• [What you need to do] Restate the data below word for word, and let no image into your version.

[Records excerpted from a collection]
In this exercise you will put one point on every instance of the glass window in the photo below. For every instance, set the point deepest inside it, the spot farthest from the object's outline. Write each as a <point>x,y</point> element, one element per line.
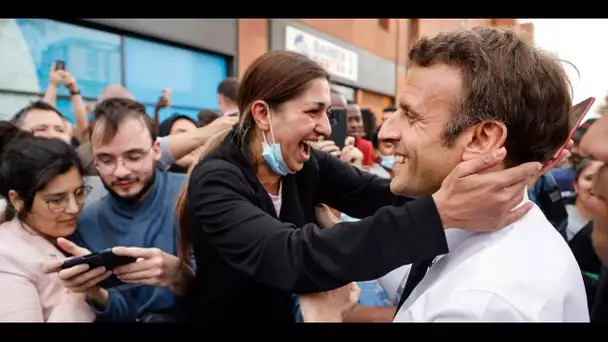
<point>192,76</point>
<point>10,104</point>
<point>164,113</point>
<point>65,107</point>
<point>30,46</point>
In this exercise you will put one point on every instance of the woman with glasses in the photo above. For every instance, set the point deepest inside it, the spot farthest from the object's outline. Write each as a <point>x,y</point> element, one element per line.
<point>42,181</point>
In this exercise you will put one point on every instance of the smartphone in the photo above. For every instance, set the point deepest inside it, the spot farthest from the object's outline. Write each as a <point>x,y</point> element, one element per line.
<point>59,65</point>
<point>105,258</point>
<point>339,126</point>
<point>577,113</point>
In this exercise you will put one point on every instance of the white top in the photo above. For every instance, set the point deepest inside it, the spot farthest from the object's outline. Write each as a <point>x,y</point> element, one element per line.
<point>576,221</point>
<point>277,200</point>
<point>524,272</point>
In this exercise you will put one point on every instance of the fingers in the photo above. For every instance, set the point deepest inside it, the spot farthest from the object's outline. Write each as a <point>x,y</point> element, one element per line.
<point>78,277</point>
<point>52,267</point>
<point>148,277</point>
<point>73,272</point>
<point>523,173</point>
<point>481,163</point>
<point>92,282</point>
<point>138,266</point>
<point>71,247</point>
<point>135,252</point>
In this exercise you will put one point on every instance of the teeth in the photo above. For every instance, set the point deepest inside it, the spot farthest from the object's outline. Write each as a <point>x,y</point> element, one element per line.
<point>400,159</point>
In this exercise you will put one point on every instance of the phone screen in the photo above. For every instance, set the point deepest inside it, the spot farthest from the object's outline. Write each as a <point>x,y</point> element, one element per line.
<point>577,114</point>
<point>339,126</point>
<point>59,65</point>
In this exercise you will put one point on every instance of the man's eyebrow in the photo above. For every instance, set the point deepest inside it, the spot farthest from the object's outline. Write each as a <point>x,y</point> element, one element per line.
<point>408,108</point>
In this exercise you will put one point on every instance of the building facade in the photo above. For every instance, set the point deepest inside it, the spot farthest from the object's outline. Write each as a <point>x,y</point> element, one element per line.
<point>189,56</point>
<point>366,58</point>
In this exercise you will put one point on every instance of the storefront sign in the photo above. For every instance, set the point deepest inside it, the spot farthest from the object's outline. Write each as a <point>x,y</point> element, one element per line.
<point>335,59</point>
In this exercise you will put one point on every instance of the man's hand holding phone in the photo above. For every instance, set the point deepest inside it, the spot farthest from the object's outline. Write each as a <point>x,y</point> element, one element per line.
<point>79,278</point>
<point>153,267</point>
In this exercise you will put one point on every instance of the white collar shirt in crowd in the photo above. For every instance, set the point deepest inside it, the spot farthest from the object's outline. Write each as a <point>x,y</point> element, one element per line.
<point>522,273</point>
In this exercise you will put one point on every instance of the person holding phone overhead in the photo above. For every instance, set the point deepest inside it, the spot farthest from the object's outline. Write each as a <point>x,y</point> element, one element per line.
<point>248,211</point>
<point>42,179</point>
<point>136,219</point>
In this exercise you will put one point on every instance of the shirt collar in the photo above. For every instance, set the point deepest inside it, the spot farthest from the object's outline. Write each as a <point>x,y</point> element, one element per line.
<point>456,236</point>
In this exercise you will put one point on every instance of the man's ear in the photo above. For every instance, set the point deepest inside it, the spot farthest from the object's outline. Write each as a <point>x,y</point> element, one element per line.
<point>15,200</point>
<point>259,111</point>
<point>484,137</point>
<point>157,150</point>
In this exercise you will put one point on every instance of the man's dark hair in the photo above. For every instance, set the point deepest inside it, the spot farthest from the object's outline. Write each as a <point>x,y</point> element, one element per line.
<point>206,116</point>
<point>229,88</point>
<point>505,78</point>
<point>113,112</point>
<point>41,105</point>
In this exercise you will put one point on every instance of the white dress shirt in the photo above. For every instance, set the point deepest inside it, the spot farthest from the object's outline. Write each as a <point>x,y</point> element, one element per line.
<point>522,273</point>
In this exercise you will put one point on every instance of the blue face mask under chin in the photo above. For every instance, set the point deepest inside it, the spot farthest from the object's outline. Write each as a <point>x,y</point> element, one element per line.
<point>273,156</point>
<point>387,162</point>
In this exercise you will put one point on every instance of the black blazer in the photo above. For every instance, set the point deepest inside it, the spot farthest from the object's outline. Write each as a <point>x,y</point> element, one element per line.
<point>250,263</point>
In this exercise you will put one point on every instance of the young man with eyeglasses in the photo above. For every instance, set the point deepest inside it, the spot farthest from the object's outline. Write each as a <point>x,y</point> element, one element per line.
<point>136,219</point>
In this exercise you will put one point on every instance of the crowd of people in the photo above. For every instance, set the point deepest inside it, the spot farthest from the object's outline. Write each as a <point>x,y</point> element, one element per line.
<point>436,214</point>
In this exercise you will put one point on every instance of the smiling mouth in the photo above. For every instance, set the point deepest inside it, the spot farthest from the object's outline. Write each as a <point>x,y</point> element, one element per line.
<point>401,159</point>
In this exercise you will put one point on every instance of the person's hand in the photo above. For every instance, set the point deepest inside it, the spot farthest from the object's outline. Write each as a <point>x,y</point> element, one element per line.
<point>325,217</point>
<point>563,157</point>
<point>330,306</point>
<point>349,141</point>
<point>352,156</point>
<point>55,76</point>
<point>153,266</point>
<point>484,202</point>
<point>165,99</point>
<point>79,278</point>
<point>68,81</point>
<point>327,146</point>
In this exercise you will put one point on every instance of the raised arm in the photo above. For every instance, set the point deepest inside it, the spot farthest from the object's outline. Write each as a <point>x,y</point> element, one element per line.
<point>308,259</point>
<point>357,193</point>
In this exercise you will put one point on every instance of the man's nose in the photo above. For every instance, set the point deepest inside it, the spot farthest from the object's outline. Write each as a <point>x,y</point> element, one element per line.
<point>121,170</point>
<point>389,131</point>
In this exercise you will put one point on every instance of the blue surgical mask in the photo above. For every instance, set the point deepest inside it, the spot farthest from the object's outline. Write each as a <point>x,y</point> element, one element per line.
<point>387,162</point>
<point>272,154</point>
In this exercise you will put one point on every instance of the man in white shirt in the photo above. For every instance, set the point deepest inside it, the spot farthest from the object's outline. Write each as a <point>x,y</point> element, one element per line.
<point>467,93</point>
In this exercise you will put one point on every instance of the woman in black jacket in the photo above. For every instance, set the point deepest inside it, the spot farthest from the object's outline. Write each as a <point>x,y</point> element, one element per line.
<point>248,212</point>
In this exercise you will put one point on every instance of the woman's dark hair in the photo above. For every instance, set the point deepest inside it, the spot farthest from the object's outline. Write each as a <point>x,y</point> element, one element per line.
<point>275,77</point>
<point>164,128</point>
<point>580,166</point>
<point>29,163</point>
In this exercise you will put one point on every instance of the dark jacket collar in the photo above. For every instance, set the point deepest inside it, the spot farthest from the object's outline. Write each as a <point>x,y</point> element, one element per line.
<point>291,208</point>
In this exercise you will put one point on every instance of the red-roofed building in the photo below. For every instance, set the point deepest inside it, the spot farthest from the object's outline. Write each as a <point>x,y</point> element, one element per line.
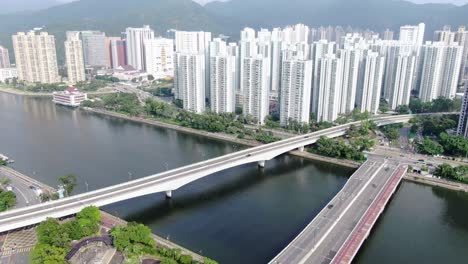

• [Answer to the exercise]
In this exercise you will put one point on every instance of the glass window in the photo below. For every instance, set the point deepest inside it, the spot farthest from the object's outline. Write each as a <point>x,y</point> element, one element per line.
<point>192,76</point>
<point>10,104</point>
<point>164,113</point>
<point>65,107</point>
<point>30,46</point>
In this exercise you will put one point on every instance of the woman with glasses in the photo above. For every instance, set the point deepest inside it, the spot farthest from the object's outline. Write each as a <point>x,y</point> element, one element per line.
<point>42,181</point>
In this exercise you will put one point on every instance of the smartphone in the photo above. For every instance, set the point deepest inside it, the spot farthest from the object's outline. Write each as a <point>x,y</point> element, one element per line.
<point>59,65</point>
<point>105,258</point>
<point>339,126</point>
<point>577,113</point>
In this exercise you will put one point on every instance of the white top in the photo above. For every instance, set the point deepest inside it, the spot farthest from the object's outline. Write each as a <point>x,y</point> element, one element per line.
<point>576,221</point>
<point>277,200</point>
<point>524,272</point>
In this exercise you will put one point on every instance of the fingers in the photo above. For every instance, set the point deepest inside it, the spot farthest from the object's outline. Write each as a <point>x,y</point> element, one element per line.
<point>78,277</point>
<point>52,267</point>
<point>148,277</point>
<point>73,272</point>
<point>523,173</point>
<point>481,163</point>
<point>92,282</point>
<point>138,266</point>
<point>71,247</point>
<point>135,252</point>
In this exercise you will put one point on every instance of the teeth in the photo above. For every instance, set the point deepest inside it, the spot farthest from the object's outline. Write each as a <point>x,y</point> element, one element per line.
<point>400,159</point>
In this exercise you will put one point on every instance of the phone screen in the photo above. For every instance, set the point deepest inside it, the spot farthest from the object's outline. Write each as a <point>x,y</point> element, one element per line.
<point>577,114</point>
<point>339,126</point>
<point>59,65</point>
In this exercise you will put one point on every instance of the man's eyebrow in the photo above. For every instance, set the point deepest inside it, the spot farthest from the object's outline. Write each as a <point>x,y</point> element, one element per line.
<point>408,108</point>
In this exercise you will put one point on every instance of the building facade in the photo above. For every instance, set the point deepest inside it, the spot farthest from the object's outline. Write each as a <point>x,y</point> element, one element per line.
<point>189,56</point>
<point>366,58</point>
In this exercise you will put one point on every instance of the storefront sign in the photo above. For every instance, set the point deepest inside it, the spot farthest from the object's outline. Write each as a <point>x,y</point> element, one element per line.
<point>335,59</point>
In this exercise you will put one point on every instance of the man's hand holding phone in the photo above. For every instance, set the point deepest inside it, the spot farthest from the object's outline. Write each as a <point>x,y</point> element, one element per line.
<point>79,278</point>
<point>153,267</point>
In this exercise you will put one point on every instance of the white collar shirt in crowd in the photo above. For every instance, set the point deepest inside it, the spot farthest from the object's outline. Write each as a <point>x,y</point> element, one element per line.
<point>522,273</point>
In this exercise you will put one point on every instance of the person holding phone overhead in the photo above. For every instance, set the point deepest inside it, the spot farthest from the object's outline. Write each as a <point>x,y</point> element, one element per line.
<point>248,211</point>
<point>42,179</point>
<point>136,219</point>
In this exercise you will put one point on every instance of the shirt collar in the photo above. For every instance, set the point deepest inside it, the spot farthest from the object's outline. Write each as a <point>x,y</point> element, one element per line.
<point>456,236</point>
In this exercise you will put one point on every instance of the man's ear in the photo above. For every instance, set the point deepest inside it, the spot farthest from the object's outline. Write each as a <point>x,y</point> element, one element per line.
<point>15,200</point>
<point>259,111</point>
<point>484,137</point>
<point>157,150</point>
In this exercise you will put one point on every instance of the man's dark hair in the photo above. For every instance, set the point deepest inside it, the spot farthest from the object's outline. Write each as a <point>x,y</point> element, one element per line.
<point>206,116</point>
<point>229,88</point>
<point>505,78</point>
<point>113,112</point>
<point>41,105</point>
In this exercise you will put one point on every instance of the white dress shirt in the photo above. For every instance, set the point deepest inside it, the spot farthest from the object's outline. Write each as a <point>x,y</point> element, one element per line.
<point>522,273</point>
In this exercise you will put one point on every instance of the blue face mask under chin in the photo above. For every instance, set the point deepest inside it, the spot farthest from the object's outline. Write each as a <point>x,y</point> element, one element per line.
<point>273,156</point>
<point>387,162</point>
In this exercise you will put one point on every instance of the black blazer in the photo above. For every instance, set the point deepest inside it, the spot farthest from the object's outline. Write each as a <point>x,y</point> element, one element per line.
<point>250,263</point>
In this exercise you will put one point on every instance of the young man with eyeglasses in the photo above. For every instance, set the point deepest inside it, the spot farthest from the object's outline. Write each as a <point>x,y</point> element, one element per line.
<point>136,219</point>
In this exercise you will put one point on every instance of the crowd of people in the photo above. For every instance, set the point deepest inside it, the spot farthest from the object's outline. Write each as a <point>x,y</point> element, one element per line.
<point>436,214</point>
In this exercise you will put one point on every instance of the smiling mouth in the photo above. For every instance, set the point deepest inside it, the spot farthest from the object's outline. Write each as a <point>x,y</point> element, one element per line.
<point>401,159</point>
In this exercise you will put one point on every instance of the person's hand in the photo above. For every instance, set the point deepest inside it, the spot farthest from the object's outline. Write each as a <point>x,y</point> element, one element per line.
<point>325,217</point>
<point>563,157</point>
<point>330,306</point>
<point>349,141</point>
<point>352,156</point>
<point>55,76</point>
<point>153,266</point>
<point>484,202</point>
<point>165,99</point>
<point>79,278</point>
<point>68,81</point>
<point>327,146</point>
In this exercise you will put one point on every instance of the raised arm in the photo above. For every instance, set the point deepest inside it, the spot farthest from the object's outline. Write each as a <point>x,y</point> element, one element per line.
<point>308,259</point>
<point>357,193</point>
In this exercise you will put one point on every instance of the man's nose in the photo above. For every instance, set the point deepest inside it, the spot farthest from the object's outline. Write each as a <point>x,y</point> element, one element per line.
<point>121,170</point>
<point>389,131</point>
In this exercise you will put one point on every instance of the blue surgical mask in the photo above. For every instance, set the point deepest inside it, the spot farthest from the object's outline. Write each as a <point>x,y</point> element, one element per line.
<point>387,162</point>
<point>272,154</point>
In this exercise you will put one point on every instance of the man in white shirt in the photo above. For every instance, set the point deepest inside it, the spot farthest from the object's outline. Write each as a <point>x,y</point> element, one element per line.
<point>467,93</point>
In this exercise you will put one point on every instance of the woman in black jacket in the photo above. For every instance, set the point deepest inside it, the spot farthest from the object's outline. Write each as a <point>x,y</point> element, one element per line.
<point>248,212</point>
In this exercise you will put one point on every instance of the woman's dark hair in the photo above. For every instance, set the point deepest inside it, the spot farthest from the object's outline. Write each as a <point>x,y</point> element, one element per line.
<point>275,77</point>
<point>164,128</point>
<point>580,166</point>
<point>29,163</point>
In this exercise you will put one point on every instance of the dark jacket collar in the photo above. For every instance, set the point deepest inside it, the spot farthest from the object's outline. Write each as a <point>x,y</point> element, one element per line.
<point>291,208</point>
In this exercise you will put one point on every instance of the red-roofed building in the photo below. For every instance, set the point deepest inside it, the spot farthest from the object's outline. Write each as a <point>x,y</point> element, one element per line.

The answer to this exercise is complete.